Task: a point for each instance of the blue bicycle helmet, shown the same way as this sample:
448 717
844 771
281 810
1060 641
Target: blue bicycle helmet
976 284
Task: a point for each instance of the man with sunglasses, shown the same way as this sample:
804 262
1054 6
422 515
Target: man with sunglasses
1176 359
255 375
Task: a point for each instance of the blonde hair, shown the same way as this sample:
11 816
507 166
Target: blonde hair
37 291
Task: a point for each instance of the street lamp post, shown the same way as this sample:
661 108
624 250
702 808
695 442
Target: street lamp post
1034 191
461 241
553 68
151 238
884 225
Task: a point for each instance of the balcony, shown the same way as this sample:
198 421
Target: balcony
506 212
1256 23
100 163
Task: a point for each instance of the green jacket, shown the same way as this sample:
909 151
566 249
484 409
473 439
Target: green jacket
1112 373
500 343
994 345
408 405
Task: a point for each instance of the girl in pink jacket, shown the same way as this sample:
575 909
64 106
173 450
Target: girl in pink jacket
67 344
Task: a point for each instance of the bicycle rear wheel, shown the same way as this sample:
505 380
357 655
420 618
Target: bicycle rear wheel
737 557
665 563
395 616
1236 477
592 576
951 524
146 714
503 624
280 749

◆ ◆ ◆ ◆ ◆ ◆ ◆

▸ **Given request**
Put every line of the rows above into a Markdown table with the columns Number and Line, one line per table row, numbered in order and leaving out blank lines.

▸ **Expected answer**
| Number | Line |
|---|---|
| 1 | Task: a point for each instance of the blue bicycle helmet, shown the same way as this sample: |
| 2 | 448 717 |
| 3 | 844 771 |
| 4 | 281 810 |
| 5 | 1060 641 |
| 6 | Target: blue bicycle helmet |
| 7 | 976 284 |
| 8 | Task: a point for each instance of the man with sunglasses, shown the same way as this sample: |
| 9 | 804 262 |
| 10 | 1054 6 |
| 11 | 422 515 |
| 12 | Target: man with sunglasses |
| 13 | 1176 359 |
| 14 | 255 375 |
| 15 | Task: a point for each instance of the blonde hair, shown the same way as this sample: |
| 16 | 11 816 |
| 17 | 507 166 |
| 18 | Target: blonde hair |
| 19 | 37 291 |
| 20 | Task: a point for each instance of the street lamp post, shown the same way as this sample: |
| 21 | 661 108 |
| 22 | 624 250 |
| 23 | 702 808 |
| 24 | 695 442 |
| 25 | Target: street lamp post |
| 26 | 1034 191 |
| 27 | 461 241 |
| 28 | 553 68 |
| 29 | 151 238 |
| 30 | 884 225 |
| 31 | Task: a point for each instance of the balcony, shown the same way as this sample: |
| 32 | 198 421 |
| 33 | Target: balcony |
| 34 | 506 212 |
| 35 | 1256 23 |
| 36 | 100 163 |
| 37 | Task: a point for each instance of the green jacket, shown the same way as this sample: |
| 38 | 909 151 |
| 39 | 566 249 |
| 40 | 484 409 |
| 41 | 473 439 |
| 42 | Target: green jacket |
| 43 | 1112 373 |
| 44 | 500 343 |
| 45 | 994 345 |
| 46 | 408 405 |
| 47 | Task: a point for each instance of the girl in pink jacket, shown the same way as this sample: |
| 48 | 575 909 |
| 49 | 64 106 |
| 50 | 173 450 |
| 51 | Target: girl in pink jacket |
| 52 | 67 344 |
| 53 | Task: a point for each instance of the bicycle rear wheel, shown the same way as this sample: |
| 54 | 505 380 |
| 55 | 357 655 |
| 56 | 420 618 |
| 57 | Target: bicycle rear wheel |
| 58 | 737 557 |
| 59 | 665 563 |
| 60 | 395 616 |
| 61 | 1236 477 |
| 62 | 592 576 |
| 63 | 951 524 |
| 64 | 146 714 |
| 65 | 503 624 |
| 66 | 280 749 |